Supplied text:
────────────────────────────────────────
PORTSMOUTH, New Hampshire — The Seacoast has lost a restaurant and community icon. Restaurateur and philanthropist Simeon “Sam” Peter Jarvis died Sunday at the age of 86.

“Sam is an icon of the community,” said William Mouflouze, local Realtor and partner of Jarvis’ daughter Jill. “He was one of the last true gentlemen and a very rare person. He was much more than just a restaurateur. You can talk for hours about all of the things he did for this community.”

Jarvis opened his popular The Metro restaurant on High Street in the mid-1970s and operated it until 2006. The Jarvis family, including father Peter Jarvis and uncle Andrew Jarvis, was a restaurant dynasty, operating restaurants in the city since 1914, including Jarvis Tea Room on Congress Street, now Rudi’s Market Square, only the second restaurant to be in that space in almost 100 years.

Sam and his brother Harry Jarvis owned and operated Jarvis Cafeteria and The Metro, which replaced a British-style pub Jarvis opened after an inspirational trip to London. It was after another trip across the pond, this time to France, that they opened The Metro.

“I went to France and that’s how The Metro came about. I fell in love with Paris, the feel, the Art Nouveau. I thought Portsmouth was ready for something more sophisticated,” said Jarvis in a 2015 Portsmouth Herald article. The phrase “Meet me at The Metro” was born and many did indeed meet there for drinks, live music and great food as well as Jarvis’ impeccable hospitality.

As Portsmouth’s Renee Plummer aptly describes him, “Elegant, graceful, intelligent, Sam Jarvis was Portsmouth’s Fred Astaire and my trusted friend.”
────────────────────────────────────────
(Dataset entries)
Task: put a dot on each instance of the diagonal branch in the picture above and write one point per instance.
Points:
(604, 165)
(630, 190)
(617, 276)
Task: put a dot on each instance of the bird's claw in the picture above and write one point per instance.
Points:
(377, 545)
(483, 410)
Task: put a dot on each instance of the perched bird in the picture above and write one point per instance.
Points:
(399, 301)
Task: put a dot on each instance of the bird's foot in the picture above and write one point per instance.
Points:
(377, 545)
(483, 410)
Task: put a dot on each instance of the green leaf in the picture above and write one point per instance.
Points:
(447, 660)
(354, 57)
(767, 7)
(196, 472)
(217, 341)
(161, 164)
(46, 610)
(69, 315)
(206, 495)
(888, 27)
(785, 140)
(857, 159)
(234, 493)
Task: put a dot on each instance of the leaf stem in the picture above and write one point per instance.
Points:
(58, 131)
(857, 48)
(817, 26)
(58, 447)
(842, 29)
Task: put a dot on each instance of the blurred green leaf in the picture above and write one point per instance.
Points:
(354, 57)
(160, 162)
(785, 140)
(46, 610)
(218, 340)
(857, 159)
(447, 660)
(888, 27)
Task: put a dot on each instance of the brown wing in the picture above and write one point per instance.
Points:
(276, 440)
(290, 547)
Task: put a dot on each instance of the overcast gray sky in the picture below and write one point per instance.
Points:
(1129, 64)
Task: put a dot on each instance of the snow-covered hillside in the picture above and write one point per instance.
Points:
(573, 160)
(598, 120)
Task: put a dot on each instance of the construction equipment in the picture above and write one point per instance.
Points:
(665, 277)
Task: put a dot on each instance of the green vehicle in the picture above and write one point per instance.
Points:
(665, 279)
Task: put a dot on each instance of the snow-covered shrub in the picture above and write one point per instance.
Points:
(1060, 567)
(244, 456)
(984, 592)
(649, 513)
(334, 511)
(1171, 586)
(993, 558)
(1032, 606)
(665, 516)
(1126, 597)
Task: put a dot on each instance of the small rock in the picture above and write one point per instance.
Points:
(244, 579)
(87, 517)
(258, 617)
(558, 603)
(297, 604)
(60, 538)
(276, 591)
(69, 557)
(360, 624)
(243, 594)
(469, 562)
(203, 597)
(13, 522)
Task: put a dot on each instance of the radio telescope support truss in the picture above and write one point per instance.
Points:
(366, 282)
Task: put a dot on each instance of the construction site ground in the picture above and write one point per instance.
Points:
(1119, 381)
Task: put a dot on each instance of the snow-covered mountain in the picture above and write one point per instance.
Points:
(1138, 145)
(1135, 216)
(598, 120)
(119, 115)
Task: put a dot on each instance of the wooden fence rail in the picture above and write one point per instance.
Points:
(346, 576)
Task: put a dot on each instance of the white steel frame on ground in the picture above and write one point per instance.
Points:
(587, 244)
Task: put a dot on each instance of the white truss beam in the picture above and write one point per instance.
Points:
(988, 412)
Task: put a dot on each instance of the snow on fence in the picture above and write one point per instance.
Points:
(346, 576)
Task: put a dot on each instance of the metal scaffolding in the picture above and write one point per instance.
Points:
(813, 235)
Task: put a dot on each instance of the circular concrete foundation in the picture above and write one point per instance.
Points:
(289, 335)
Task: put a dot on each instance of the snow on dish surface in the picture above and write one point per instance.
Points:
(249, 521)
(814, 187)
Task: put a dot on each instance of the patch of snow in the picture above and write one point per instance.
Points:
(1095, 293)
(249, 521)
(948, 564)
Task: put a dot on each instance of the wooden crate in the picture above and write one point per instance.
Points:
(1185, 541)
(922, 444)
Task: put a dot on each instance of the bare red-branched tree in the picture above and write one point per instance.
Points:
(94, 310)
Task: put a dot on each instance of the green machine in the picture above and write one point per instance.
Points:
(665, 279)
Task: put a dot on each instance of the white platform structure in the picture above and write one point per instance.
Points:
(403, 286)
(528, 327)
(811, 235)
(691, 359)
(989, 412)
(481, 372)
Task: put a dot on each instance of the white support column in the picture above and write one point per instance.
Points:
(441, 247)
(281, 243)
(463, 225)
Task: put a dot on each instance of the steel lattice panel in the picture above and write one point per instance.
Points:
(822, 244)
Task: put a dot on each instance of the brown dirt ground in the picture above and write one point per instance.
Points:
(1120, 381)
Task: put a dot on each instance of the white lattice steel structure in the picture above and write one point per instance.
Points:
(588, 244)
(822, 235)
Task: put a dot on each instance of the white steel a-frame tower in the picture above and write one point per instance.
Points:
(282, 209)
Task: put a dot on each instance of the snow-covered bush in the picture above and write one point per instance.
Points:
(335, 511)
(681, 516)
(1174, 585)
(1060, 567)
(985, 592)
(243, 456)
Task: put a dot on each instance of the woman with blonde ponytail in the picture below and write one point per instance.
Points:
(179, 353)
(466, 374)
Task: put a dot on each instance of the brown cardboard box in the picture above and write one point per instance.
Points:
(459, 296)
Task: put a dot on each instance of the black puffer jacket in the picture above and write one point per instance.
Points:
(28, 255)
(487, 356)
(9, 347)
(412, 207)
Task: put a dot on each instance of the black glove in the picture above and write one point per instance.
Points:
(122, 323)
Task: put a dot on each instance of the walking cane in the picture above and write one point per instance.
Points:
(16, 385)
────────────────────────────────────────
Exercise brief:
Answer these questions using the article on Sam Jarvis:
1. At what age did Sam Jarvis die?
2. Until what year did Jarvis operate The Metro?
3. To which country did Jarvis travel before opening The Metro?
Rely solely on the article on Sam Jarvis.

Task response:
1. 86
2. 2006
3. France